• [STATED EXERCISE 1] Identify each line in the rows further down that contains the word "swimsuit", and copy those lines.

• [EXTRACT PROVIDED]
>>>>>
1) note your typo, should be "full-import"

: But still the number of Documents Processed seems to be stuck at a fixed 
: number of items looking at the Stats and the 'numFound' result for a 
: generic '*:*' search. New items are being added to the feeds all the 
: time (and old ones dropping off).

"Documents Processed" after each full import should be whatever the number 
of items in the current feed is -- it's the number processed in that 
import, no total number processed in all time.

if you specify clean=false no documents should be deleted.  I just tested 
this using the slashdot example with Solr 3.4 and could not reproduce the 
problem you described.  I loaded the following URL...
<<<<<
• [STATED EXERCISE 2] Carry on the Solr data import reply above from the point where it stops.

• [AVAILABLE DATA]
>>>>>
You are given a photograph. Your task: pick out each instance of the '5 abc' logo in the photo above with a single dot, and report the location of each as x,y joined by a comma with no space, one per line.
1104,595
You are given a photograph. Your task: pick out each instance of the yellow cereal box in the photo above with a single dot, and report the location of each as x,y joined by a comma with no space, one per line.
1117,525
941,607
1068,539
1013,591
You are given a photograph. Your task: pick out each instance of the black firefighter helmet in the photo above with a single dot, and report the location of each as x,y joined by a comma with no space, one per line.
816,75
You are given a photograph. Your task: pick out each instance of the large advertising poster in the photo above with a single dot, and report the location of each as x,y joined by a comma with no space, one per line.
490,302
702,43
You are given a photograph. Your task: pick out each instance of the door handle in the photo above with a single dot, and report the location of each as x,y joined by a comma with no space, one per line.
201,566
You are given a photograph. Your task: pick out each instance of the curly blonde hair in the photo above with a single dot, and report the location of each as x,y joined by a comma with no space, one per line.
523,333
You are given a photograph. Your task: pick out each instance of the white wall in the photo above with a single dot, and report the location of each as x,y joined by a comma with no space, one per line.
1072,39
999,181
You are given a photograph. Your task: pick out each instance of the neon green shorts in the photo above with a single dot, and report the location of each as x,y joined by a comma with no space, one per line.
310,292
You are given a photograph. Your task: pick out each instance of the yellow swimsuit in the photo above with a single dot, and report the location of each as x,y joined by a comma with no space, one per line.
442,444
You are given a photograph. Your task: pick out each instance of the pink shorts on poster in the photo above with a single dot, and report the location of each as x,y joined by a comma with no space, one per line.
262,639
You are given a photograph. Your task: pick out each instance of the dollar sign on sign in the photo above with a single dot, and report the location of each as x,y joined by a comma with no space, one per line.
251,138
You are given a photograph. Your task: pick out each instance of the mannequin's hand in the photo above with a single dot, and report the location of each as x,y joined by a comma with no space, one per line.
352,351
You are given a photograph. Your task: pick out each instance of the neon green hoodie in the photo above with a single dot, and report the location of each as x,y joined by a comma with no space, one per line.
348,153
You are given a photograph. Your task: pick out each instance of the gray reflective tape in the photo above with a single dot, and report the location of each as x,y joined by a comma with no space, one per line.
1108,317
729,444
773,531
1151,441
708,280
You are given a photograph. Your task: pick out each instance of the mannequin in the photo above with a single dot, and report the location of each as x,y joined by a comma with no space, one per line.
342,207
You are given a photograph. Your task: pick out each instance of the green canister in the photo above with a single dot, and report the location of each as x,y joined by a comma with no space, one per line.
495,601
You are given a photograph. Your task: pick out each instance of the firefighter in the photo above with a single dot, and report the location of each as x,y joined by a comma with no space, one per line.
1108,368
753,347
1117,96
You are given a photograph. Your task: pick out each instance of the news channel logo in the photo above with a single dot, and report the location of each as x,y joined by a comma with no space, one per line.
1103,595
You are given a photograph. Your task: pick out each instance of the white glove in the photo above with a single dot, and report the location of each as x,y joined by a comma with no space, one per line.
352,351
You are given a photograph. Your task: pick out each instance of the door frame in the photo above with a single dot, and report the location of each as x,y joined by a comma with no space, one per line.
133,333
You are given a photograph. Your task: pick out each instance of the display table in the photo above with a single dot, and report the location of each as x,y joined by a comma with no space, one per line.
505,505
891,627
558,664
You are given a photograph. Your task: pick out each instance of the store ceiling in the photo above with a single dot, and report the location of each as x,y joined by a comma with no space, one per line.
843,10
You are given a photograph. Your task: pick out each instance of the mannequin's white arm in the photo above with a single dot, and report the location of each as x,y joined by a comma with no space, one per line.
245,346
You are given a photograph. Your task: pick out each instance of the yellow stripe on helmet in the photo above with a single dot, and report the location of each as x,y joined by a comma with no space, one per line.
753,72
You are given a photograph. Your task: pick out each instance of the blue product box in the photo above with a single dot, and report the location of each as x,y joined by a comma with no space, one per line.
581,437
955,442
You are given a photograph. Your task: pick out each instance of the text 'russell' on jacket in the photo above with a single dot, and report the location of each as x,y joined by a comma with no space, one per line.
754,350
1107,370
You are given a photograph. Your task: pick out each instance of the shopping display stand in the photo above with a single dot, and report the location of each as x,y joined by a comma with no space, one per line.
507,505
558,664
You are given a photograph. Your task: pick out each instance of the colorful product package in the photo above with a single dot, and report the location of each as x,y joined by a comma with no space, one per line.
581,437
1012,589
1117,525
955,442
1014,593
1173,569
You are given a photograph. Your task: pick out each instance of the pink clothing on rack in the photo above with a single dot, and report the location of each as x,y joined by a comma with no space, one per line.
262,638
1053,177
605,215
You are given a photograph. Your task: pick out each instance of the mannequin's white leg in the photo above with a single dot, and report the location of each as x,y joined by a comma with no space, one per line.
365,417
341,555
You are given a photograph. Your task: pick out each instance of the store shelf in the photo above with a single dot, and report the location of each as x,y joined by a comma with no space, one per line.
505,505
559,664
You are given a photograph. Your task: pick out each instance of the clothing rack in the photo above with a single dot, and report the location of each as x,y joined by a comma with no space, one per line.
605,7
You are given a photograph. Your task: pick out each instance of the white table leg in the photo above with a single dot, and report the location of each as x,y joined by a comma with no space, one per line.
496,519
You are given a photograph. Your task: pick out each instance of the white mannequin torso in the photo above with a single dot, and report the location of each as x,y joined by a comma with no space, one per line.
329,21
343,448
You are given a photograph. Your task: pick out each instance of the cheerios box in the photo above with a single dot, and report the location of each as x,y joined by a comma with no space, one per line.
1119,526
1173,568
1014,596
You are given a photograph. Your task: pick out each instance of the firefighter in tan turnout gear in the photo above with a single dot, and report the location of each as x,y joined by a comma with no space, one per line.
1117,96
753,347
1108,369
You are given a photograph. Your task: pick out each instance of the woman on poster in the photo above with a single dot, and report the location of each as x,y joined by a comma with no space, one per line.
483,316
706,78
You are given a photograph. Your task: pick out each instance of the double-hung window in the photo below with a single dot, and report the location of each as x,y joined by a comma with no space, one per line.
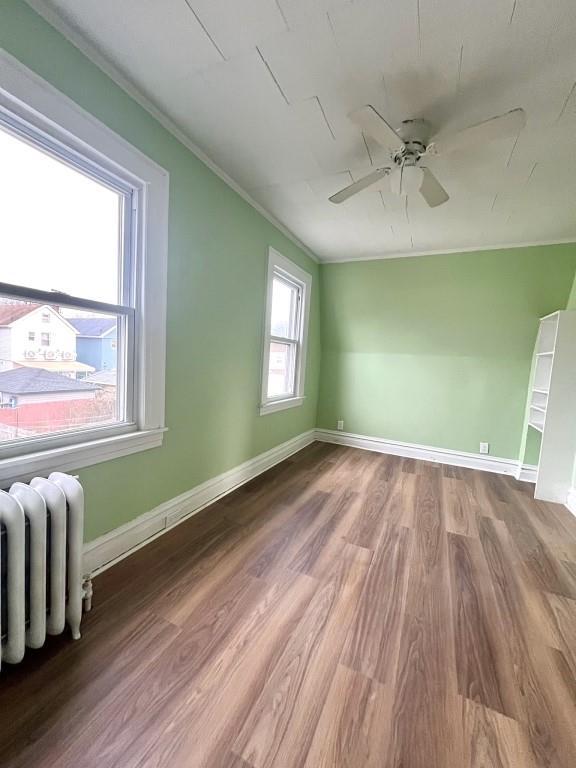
286,332
82,258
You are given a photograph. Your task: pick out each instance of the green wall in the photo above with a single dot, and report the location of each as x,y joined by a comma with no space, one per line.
572,305
216,287
437,349
432,350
<<<<<
• [EXPECTED ANSWER 1]
You are given a photograph. Your task: pick out each instance of the yellow swimsuit in the photo above with a single dot, and report the location of each as x,y joined by a comma with no space, one per line.

• [EXPECTED ANSWER 2]
http://localhost:8983/solr/rss/dataimport?clean=false&command=full-import

...then waited a while for the feed to cahnge, and then loaded that URL 
again.  The number of documents (returned by a *:* query) increased after 
the second run.


-Hoss

Re: Aggregated indexing of updating RSS feeds

Posted by sbarriba <sb...@yahoo.co.uk>.

Thanks Nagendra, I'll take a look.

So question for you et al, so Solr in its default installation will ALWAYS
delete content for an entity prior to doing a full import? 
You cannot simply build up an index incrementally from multiple imports
(from XML)? I read elsewhere that the 'clean' parameter was intended to
control this.

Regards,
Shaun

--
View this message in context: http://lucene.472066.n3.nabble.com/Aggregated-indexing-of-updating-RSS-feeds-tp3485335p3487969.html
Sent from the Solr - User mailing list archive at Nabble.com.

Re: Aggregated indexing of updating RSS feeds

Posted by Fred Zimmerman <zi...@gmail.com>.

Any options that do not require adding new software?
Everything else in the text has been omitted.